Yazılı Görev
İş ve mutluluk üzerine alıntıda "Üniversitede biyomühendislik eğitimi" sözlerinden başlayıp "olduğunuzu düşünüyor musunuz?" sözleri de dahil olmak üzere o noktaya kadar uzanan bölümü hiçbir değişiklik yapmadan aktarın.
#### Alıntı
Bir uğraş, iş olmaya başladığı andan itibaren sizi içten içe yemeye başlar. Çünkü iş demek, hiyerarşi, kaygı, düzene adapte olmak, yabancılaşmak demektir.  Hele Türkiye’de… Lafargue’ın ‘Tembellik Hakkı’ bu konuda çok değerli bir eserdir. Yanlış işleyen sistemlerde eğitime, adalete, sağlığa eşit erişim hakkının olmadığı; yaşamın yaşanacak değil de kurtarılması gereken bir süreç olduğu düşünülen bir yerde insanlar mutlu olacakları meslekleri seçmiyor. Sistem dediğimiz şey de bunu iyice pekiştiriyor. Elbette mutluluk dediğimiz şeyi de tartışmaya açmakta fayda var. Bu bir amaç mıdır, amaç olmalı mıdır? Bana sorarsanız bir yoldur. Bu yolu kendi isteğiyle, kişisel bir tatmin yaşayarak yürüyen insanlar işleriyle içten bir ilişki kurabilen insanlardır. Ne yazık ki günümüz Türkiye’sinde azınlıktalar.

Üniversitede biyomühendislik eğitimi aldıktan sonra sinemayı seçmişsiniz. Tercihinizi sorguladığınız anlar oldu mu ya da oluyor mu? Eskisine göre daha mutlu olduğunuzu düşünüyor musunuz?
########
#### Verilen Kayıtlar
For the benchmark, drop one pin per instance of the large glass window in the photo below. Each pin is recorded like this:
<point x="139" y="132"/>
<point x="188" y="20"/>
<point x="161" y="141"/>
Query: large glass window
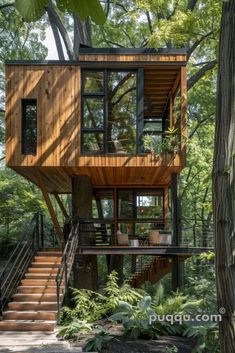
<point x="140" y="210"/>
<point x="29" y="126"/>
<point x="103" y="204"/>
<point x="121" y="112"/>
<point x="109" y="111"/>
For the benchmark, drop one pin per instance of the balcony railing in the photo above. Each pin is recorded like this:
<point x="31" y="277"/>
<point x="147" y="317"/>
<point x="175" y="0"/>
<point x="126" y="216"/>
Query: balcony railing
<point x="138" y="232"/>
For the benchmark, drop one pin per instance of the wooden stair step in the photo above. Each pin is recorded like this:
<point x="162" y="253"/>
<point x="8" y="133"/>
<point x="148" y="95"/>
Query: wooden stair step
<point x="54" y="259"/>
<point x="51" y="249"/>
<point x="30" y="315"/>
<point x="40" y="276"/>
<point x="26" y="325"/>
<point x="49" y="253"/>
<point x="51" y="306"/>
<point x="36" y="289"/>
<point x="38" y="282"/>
<point x="42" y="270"/>
<point x="35" y="297"/>
<point x="45" y="265"/>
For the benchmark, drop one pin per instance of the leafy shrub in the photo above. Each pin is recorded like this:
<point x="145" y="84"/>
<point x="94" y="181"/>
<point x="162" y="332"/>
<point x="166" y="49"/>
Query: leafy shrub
<point x="207" y="336"/>
<point x="135" y="318"/>
<point x="98" y="342"/>
<point x="92" y="306"/>
<point x="74" y="327"/>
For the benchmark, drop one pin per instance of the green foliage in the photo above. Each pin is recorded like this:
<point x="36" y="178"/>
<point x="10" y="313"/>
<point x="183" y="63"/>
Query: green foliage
<point x="168" y="144"/>
<point x="75" y="327"/>
<point x="32" y="10"/>
<point x="19" y="200"/>
<point x="99" y="341"/>
<point x="92" y="306"/>
<point x="88" y="305"/>
<point x="115" y="293"/>
<point x="135" y="318"/>
<point x="207" y="336"/>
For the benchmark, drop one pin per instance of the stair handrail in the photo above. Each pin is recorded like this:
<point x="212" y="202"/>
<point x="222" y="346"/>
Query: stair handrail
<point x="19" y="261"/>
<point x="66" y="265"/>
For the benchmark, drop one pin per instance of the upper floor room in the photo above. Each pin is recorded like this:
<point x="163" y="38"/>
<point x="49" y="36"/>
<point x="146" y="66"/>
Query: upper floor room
<point x="108" y="109"/>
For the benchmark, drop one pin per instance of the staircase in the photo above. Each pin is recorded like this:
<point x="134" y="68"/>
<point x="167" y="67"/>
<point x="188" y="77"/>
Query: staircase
<point x="152" y="271"/>
<point x="34" y="306"/>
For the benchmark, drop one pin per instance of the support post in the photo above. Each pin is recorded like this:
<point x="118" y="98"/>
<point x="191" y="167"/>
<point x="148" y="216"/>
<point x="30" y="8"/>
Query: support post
<point x="41" y="230"/>
<point x="183" y="116"/>
<point x="85" y="267"/>
<point x="50" y="206"/>
<point x="177" y="269"/>
<point x="61" y="205"/>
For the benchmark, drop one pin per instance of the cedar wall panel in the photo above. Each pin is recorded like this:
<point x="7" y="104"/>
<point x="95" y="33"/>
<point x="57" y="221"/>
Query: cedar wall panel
<point x="57" y="90"/>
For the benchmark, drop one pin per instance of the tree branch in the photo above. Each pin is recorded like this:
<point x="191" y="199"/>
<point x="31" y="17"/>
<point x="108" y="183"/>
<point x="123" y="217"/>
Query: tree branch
<point x="200" y="73"/>
<point x="149" y="22"/>
<point x="197" y="43"/>
<point x="116" y="4"/>
<point x="56" y="36"/>
<point x="191" y="4"/>
<point x="54" y="17"/>
<point x="201" y="122"/>
<point x="7" y="5"/>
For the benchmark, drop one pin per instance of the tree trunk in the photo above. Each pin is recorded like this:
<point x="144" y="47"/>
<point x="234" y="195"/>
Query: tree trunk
<point x="223" y="179"/>
<point x="85" y="266"/>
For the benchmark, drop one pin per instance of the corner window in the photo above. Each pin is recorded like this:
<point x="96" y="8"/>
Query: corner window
<point x="29" y="126"/>
<point x="109" y="110"/>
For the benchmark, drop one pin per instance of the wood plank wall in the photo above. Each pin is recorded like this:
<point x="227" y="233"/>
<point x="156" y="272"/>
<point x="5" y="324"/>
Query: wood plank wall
<point x="57" y="90"/>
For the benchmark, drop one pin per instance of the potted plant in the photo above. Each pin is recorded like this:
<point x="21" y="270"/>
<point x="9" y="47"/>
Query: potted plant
<point x="122" y="239"/>
<point x="168" y="144"/>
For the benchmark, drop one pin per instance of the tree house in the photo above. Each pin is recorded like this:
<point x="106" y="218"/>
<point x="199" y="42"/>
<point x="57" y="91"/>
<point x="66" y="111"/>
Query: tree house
<point x="110" y="129"/>
<point x="115" y="115"/>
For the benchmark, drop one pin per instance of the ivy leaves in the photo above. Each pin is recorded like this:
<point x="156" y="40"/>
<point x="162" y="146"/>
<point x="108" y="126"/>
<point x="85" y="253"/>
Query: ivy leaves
<point x="33" y="10"/>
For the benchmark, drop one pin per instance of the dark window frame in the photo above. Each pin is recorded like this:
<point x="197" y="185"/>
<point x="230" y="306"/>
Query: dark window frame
<point x="24" y="103"/>
<point x="104" y="95"/>
<point x="135" y="192"/>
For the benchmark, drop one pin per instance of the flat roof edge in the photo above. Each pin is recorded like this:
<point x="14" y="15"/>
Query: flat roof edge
<point x="133" y="51"/>
<point x="104" y="51"/>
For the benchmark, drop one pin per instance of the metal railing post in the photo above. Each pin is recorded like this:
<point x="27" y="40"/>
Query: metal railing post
<point x="42" y="230"/>
<point x="37" y="231"/>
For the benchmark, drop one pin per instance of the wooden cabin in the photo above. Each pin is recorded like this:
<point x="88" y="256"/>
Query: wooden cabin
<point x="92" y="116"/>
<point x="115" y="115"/>
<point x="118" y="118"/>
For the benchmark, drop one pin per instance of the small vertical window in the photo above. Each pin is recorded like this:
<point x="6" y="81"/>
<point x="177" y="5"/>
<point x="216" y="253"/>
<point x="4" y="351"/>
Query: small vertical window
<point x="29" y="126"/>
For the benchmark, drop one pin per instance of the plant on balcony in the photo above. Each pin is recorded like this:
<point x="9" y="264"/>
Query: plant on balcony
<point x="168" y="144"/>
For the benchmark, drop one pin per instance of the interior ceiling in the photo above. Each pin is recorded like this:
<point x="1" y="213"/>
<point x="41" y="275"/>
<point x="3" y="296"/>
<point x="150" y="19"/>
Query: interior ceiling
<point x="158" y="83"/>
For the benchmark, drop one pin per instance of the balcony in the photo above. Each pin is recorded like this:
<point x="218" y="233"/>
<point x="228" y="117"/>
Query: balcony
<point x="100" y="236"/>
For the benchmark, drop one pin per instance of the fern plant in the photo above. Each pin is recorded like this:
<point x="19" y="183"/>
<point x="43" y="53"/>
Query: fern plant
<point x="135" y="318"/>
<point x="207" y="336"/>
<point x="99" y="341"/>
<point x="75" y="327"/>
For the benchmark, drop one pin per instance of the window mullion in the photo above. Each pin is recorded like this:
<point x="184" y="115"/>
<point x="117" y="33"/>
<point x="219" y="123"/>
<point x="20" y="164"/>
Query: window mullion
<point x="106" y="111"/>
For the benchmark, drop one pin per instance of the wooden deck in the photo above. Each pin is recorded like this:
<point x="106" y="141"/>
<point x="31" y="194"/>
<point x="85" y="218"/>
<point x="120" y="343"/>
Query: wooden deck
<point x="144" y="250"/>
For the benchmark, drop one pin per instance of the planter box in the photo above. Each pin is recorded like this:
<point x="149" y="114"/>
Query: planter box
<point x="122" y="239"/>
<point x="157" y="238"/>
<point x="134" y="242"/>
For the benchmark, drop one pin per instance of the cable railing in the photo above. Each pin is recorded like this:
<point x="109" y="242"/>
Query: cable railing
<point x="145" y="232"/>
<point x="37" y="234"/>
<point x="19" y="260"/>
<point x="68" y="257"/>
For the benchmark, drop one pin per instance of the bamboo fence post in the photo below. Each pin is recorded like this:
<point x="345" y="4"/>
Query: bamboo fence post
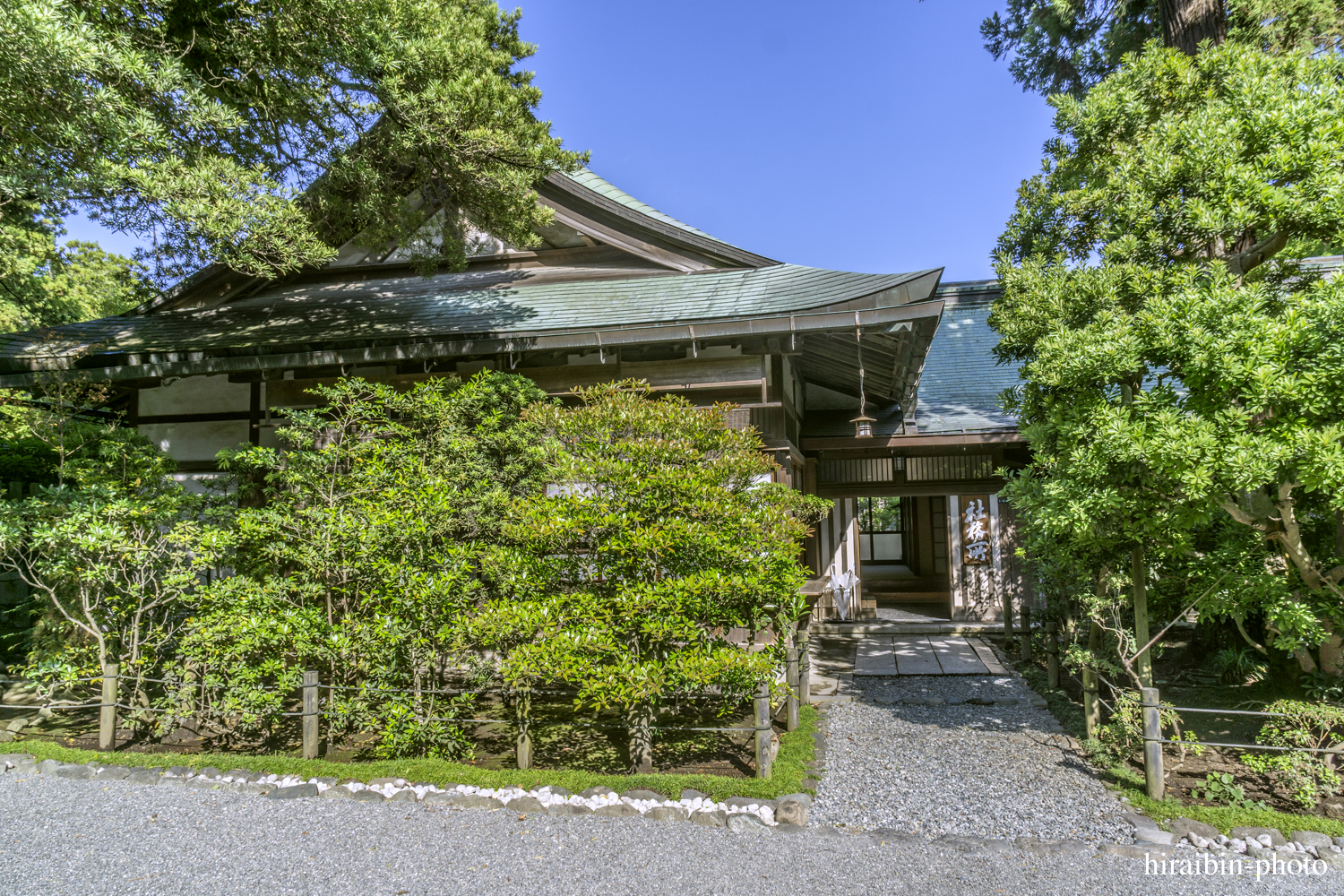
<point x="311" y="713"/>
<point x="108" y="711"/>
<point x="762" y="727"/>
<point x="1152" y="743"/>
<point x="1026" y="633"/>
<point x="523" y="710"/>
<point x="792" y="677"/>
<point x="1053" y="653"/>
<point x="804" y="667"/>
<point x="1091" y="718"/>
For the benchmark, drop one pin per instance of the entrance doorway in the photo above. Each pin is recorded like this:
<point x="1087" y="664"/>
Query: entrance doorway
<point x="903" y="548"/>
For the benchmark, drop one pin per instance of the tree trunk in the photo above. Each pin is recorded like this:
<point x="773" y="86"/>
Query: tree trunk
<point x="1139" y="571"/>
<point x="1185" y="23"/>
<point x="640" y="719"/>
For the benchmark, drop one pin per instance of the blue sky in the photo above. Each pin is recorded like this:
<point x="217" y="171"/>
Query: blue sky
<point x="862" y="136"/>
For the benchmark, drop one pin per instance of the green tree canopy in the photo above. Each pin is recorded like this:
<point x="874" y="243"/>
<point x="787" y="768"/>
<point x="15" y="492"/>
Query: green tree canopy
<point x="1069" y="46"/>
<point x="265" y="134"/>
<point x="1179" y="362"/>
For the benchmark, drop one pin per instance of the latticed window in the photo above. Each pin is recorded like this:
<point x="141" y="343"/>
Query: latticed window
<point x="881" y="530"/>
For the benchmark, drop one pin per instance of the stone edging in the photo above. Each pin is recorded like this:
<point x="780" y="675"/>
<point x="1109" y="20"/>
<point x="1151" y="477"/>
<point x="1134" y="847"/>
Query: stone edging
<point x="736" y="813"/>
<point x="1252" y="842"/>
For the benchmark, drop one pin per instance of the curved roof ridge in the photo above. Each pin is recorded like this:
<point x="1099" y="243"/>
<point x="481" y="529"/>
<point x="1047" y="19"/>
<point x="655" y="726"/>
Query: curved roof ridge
<point x="586" y="177"/>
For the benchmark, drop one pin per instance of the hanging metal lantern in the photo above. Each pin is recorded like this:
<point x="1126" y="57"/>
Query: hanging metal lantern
<point x="862" y="424"/>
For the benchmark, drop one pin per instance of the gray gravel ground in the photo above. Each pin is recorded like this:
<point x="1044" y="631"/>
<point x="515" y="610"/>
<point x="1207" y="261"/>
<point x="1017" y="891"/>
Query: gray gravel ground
<point x="91" y="837"/>
<point x="959" y="769"/>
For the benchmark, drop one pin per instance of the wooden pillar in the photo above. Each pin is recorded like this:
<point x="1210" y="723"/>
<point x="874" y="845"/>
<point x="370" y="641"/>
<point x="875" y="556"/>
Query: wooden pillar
<point x="254" y="414"/>
<point x="1091" y="711"/>
<point x="956" y="575"/>
<point x="311" y="729"/>
<point x="523" y="713"/>
<point x="762" y="727"/>
<point x="792" y="678"/>
<point x="806" y="667"/>
<point x="108" y="711"/>
<point x="1152" y="743"/>
<point x="1026" y="632"/>
<point x="1053" y="654"/>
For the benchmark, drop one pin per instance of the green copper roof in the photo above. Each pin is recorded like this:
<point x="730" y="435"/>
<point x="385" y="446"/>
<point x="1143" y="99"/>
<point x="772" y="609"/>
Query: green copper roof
<point x="401" y="306"/>
<point x="961" y="383"/>
<point x="586" y="177"/>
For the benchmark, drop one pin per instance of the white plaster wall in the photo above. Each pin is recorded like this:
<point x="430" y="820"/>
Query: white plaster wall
<point x="196" y="395"/>
<point x="196" y="441"/>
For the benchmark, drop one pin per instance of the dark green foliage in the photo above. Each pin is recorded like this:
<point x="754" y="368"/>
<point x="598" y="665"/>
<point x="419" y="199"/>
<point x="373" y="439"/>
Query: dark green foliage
<point x="1182" y="368"/>
<point x="1222" y="788"/>
<point x="1070" y="47"/>
<point x="360" y="551"/>
<point x="1067" y="47"/>
<point x="660" y="536"/>
<point x="29" y="460"/>
<point x="790" y="769"/>
<point x="265" y="134"/>
<point x="1309" y="775"/>
<point x="1238" y="667"/>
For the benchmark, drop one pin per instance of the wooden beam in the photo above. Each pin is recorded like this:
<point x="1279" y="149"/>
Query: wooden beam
<point x="1004" y="437"/>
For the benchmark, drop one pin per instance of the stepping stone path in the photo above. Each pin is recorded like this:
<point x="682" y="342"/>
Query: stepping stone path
<point x="925" y="656"/>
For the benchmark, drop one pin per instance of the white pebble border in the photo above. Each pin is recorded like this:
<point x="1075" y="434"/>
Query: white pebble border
<point x="507" y="794"/>
<point x="389" y="788"/>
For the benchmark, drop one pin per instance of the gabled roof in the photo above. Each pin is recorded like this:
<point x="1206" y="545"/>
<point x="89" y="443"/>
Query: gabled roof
<point x="400" y="316"/>
<point x="961" y="382"/>
<point x="588" y="179"/>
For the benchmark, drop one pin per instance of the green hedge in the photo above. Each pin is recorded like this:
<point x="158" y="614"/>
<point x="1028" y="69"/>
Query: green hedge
<point x="790" y="767"/>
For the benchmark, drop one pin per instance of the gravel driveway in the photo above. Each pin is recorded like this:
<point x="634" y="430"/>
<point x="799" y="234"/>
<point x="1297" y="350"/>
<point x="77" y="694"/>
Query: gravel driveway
<point x="90" y="837"/>
<point x="957" y="767"/>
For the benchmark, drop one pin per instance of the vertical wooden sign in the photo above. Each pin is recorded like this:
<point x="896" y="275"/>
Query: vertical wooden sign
<point x="976" y="548"/>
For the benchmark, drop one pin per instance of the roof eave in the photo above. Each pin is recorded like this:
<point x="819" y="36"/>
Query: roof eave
<point x="763" y="327"/>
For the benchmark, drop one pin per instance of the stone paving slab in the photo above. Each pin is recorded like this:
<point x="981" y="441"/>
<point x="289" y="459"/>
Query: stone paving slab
<point x="919" y="656"/>
<point x="874" y="657"/>
<point x="986" y="656"/>
<point x="916" y="657"/>
<point x="956" y="657"/>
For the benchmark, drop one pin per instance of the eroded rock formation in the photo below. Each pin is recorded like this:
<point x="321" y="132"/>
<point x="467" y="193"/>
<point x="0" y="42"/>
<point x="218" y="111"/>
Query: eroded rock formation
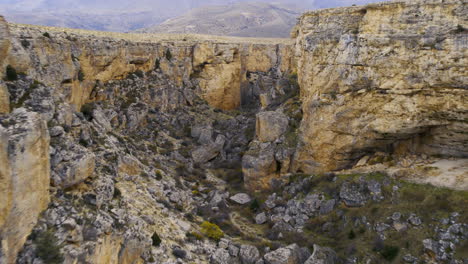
<point x="26" y="175"/>
<point x="132" y="136"/>
<point x="385" y="77"/>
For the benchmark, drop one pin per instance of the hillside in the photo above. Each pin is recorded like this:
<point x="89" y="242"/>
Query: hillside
<point x="240" y="19"/>
<point x="344" y="144"/>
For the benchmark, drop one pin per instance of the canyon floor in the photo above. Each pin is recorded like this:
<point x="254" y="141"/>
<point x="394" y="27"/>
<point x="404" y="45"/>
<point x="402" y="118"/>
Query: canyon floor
<point x="346" y="144"/>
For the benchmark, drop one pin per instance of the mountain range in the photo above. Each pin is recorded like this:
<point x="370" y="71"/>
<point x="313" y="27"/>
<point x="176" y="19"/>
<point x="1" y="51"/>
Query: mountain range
<point x="262" y="18"/>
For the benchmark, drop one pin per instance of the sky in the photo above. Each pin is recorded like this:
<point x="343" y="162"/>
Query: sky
<point x="127" y="15"/>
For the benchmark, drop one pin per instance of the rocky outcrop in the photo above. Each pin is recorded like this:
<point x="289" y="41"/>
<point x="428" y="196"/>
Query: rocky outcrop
<point x="385" y="77"/>
<point x="27" y="172"/>
<point x="6" y="191"/>
<point x="322" y="255"/>
<point x="270" y="125"/>
<point x="72" y="63"/>
<point x="4" y="47"/>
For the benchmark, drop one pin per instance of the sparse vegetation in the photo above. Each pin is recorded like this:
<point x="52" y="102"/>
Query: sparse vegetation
<point x="211" y="230"/>
<point x="179" y="253"/>
<point x="47" y="248"/>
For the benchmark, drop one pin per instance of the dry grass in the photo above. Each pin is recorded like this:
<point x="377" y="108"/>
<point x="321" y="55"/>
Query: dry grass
<point x="144" y="37"/>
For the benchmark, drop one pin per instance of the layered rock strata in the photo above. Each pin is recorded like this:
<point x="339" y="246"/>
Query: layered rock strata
<point x="388" y="77"/>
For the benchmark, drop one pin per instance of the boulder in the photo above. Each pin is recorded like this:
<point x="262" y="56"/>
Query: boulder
<point x="270" y="125"/>
<point x="259" y="168"/>
<point x="241" y="198"/>
<point x="353" y="194"/>
<point x="291" y="254"/>
<point x="206" y="153"/>
<point x="248" y="254"/>
<point x="74" y="171"/>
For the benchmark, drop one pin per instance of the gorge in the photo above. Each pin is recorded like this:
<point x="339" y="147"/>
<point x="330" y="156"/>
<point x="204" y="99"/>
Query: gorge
<point x="139" y="148"/>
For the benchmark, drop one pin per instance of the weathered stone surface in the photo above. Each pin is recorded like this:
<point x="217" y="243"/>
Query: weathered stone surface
<point x="28" y="159"/>
<point x="4" y="98"/>
<point x="241" y="198"/>
<point x="288" y="255"/>
<point x="74" y="171"/>
<point x="4" y="47"/>
<point x="208" y="152"/>
<point x="353" y="194"/>
<point x="259" y="168"/>
<point x="248" y="254"/>
<point x="271" y="125"/>
<point x="381" y="77"/>
<point x="4" y="44"/>
<point x="5" y="178"/>
<point x="75" y="66"/>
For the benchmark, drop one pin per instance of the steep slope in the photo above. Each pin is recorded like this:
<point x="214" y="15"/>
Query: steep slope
<point x="201" y="149"/>
<point x="240" y="19"/>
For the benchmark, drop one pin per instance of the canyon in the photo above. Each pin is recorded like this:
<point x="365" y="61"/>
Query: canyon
<point x="137" y="148"/>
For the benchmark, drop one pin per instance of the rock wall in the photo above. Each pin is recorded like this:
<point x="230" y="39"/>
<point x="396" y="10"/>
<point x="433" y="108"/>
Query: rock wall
<point x="385" y="77"/>
<point x="73" y="63"/>
<point x="4" y="48"/>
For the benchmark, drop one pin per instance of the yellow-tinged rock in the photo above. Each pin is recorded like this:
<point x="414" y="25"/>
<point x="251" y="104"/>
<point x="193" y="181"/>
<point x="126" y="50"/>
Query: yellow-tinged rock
<point x="28" y="158"/>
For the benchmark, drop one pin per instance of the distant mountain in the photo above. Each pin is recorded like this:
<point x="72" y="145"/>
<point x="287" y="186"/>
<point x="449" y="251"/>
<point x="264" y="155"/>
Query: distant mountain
<point x="240" y="19"/>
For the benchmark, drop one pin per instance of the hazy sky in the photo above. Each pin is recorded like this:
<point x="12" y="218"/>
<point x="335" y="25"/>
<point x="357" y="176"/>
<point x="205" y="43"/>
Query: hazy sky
<point x="140" y="5"/>
<point x="127" y="15"/>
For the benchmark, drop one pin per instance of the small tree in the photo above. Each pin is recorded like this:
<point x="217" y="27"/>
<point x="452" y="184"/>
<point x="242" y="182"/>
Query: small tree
<point x="211" y="230"/>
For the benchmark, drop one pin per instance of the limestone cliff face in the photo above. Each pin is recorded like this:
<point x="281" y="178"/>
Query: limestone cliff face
<point x="74" y="63"/>
<point x="26" y="175"/>
<point x="386" y="77"/>
<point x="4" y="48"/>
########
Alıştırma Çıktısı
Üniversitede biyomühendislik eğitimi aldıktan sonra sinemayı seçmişsiniz. Tercihinizi sorguladığınız anlar oldu mu ya da oluyor mu? Eskisine göre daha mutlu olduğunuzu düşünüyor musunuz?